### Exercise passage
|---|
UCSF Study Provides Objective Guidelines to Support and Improve Gender-Affirming Facial Surgery

April 14, 2022
Category:
Image
Rahul Seth, MD

Facial plastic surgeons can adjust facial features to better reflect gender identity for transgender and gender diverse individuals. However, up until now, there have been few objective guidelines to justify and facilitate effective surgical decision-making for gender-affirming facial surgery (GFS). Researchers from UC San Francisco and the University of Calgary set out to quantify the effect of sex on adult facial size and shape through an analysis of three-dimensional (3D) facial surface images.

Their study was recently published in Facial Plastic Surgery & Aesthetic Medicine. Thus far, this research has achieved a high Altmetric Attention Score of 103, representing the top five percent of all research outputs scored.
|---|
### Record extracts
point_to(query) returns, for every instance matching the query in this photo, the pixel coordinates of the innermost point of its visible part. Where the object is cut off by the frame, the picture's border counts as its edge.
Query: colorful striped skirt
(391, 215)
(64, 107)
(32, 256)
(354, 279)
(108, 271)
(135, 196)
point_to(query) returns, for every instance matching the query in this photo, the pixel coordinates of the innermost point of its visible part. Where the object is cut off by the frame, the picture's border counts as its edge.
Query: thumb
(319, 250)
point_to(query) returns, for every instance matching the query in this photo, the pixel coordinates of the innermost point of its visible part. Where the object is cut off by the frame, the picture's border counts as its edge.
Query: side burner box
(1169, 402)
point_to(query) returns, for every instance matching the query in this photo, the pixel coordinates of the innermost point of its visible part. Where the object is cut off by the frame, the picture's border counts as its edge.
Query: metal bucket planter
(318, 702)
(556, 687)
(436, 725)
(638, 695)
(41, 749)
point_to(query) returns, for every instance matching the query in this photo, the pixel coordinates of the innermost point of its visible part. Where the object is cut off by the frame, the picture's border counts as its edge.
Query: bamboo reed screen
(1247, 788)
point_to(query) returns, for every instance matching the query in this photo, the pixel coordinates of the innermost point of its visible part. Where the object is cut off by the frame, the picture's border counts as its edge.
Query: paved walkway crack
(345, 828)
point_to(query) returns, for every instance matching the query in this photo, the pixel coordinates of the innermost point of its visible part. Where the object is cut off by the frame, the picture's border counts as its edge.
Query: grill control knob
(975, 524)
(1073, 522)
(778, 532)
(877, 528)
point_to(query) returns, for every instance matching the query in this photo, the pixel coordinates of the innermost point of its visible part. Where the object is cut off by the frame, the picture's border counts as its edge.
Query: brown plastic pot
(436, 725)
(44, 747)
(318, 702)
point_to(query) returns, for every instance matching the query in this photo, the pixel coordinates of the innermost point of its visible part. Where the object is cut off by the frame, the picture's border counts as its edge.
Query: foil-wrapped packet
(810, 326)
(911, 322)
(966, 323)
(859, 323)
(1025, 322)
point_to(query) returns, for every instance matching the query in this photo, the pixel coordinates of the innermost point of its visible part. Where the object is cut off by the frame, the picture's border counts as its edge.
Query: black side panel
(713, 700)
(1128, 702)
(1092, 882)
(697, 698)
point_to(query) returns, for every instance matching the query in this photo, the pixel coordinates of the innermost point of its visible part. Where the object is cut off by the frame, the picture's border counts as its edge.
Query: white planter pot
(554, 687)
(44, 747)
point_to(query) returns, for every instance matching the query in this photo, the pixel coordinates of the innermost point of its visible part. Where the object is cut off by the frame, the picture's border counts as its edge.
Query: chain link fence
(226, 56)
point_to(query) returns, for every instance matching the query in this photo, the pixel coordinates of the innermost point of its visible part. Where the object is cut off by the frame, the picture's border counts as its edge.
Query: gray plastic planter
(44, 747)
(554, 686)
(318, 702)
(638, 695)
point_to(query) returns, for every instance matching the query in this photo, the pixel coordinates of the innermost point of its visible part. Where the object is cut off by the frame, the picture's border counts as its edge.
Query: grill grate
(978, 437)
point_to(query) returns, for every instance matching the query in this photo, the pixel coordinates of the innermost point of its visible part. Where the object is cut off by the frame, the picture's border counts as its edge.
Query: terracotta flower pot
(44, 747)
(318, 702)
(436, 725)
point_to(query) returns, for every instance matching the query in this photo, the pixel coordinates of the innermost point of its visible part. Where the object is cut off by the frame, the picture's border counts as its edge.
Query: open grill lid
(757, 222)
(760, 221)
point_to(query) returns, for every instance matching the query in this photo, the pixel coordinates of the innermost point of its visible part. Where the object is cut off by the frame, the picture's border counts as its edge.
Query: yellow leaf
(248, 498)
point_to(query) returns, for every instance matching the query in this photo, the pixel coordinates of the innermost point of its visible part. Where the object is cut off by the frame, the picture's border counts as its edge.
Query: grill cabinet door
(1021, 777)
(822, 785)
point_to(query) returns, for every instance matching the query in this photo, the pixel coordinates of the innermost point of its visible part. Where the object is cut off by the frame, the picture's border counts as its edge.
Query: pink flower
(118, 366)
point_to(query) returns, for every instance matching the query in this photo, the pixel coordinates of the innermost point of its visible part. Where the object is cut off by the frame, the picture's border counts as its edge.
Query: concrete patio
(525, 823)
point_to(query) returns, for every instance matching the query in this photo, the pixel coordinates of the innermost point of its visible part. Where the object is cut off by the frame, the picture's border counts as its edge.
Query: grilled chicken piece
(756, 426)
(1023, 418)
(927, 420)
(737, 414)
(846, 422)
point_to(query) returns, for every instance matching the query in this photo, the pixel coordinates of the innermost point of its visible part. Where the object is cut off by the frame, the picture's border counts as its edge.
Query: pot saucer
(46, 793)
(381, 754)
|---|
### Task to complete
Answer these questions about the article on gender-affirming facial surgery:
(a) Which two universities did the researchers come from?
(b) In which journal was the study published?
(c) What Altmetric Attention Score has the research achieved?
The items have no part in this exercise.

### Solution to this problem
(a) UC San Francisco and the University of Calgary
(b) Facial Plastic Surgery & Aesthetic Medicine
(c) 103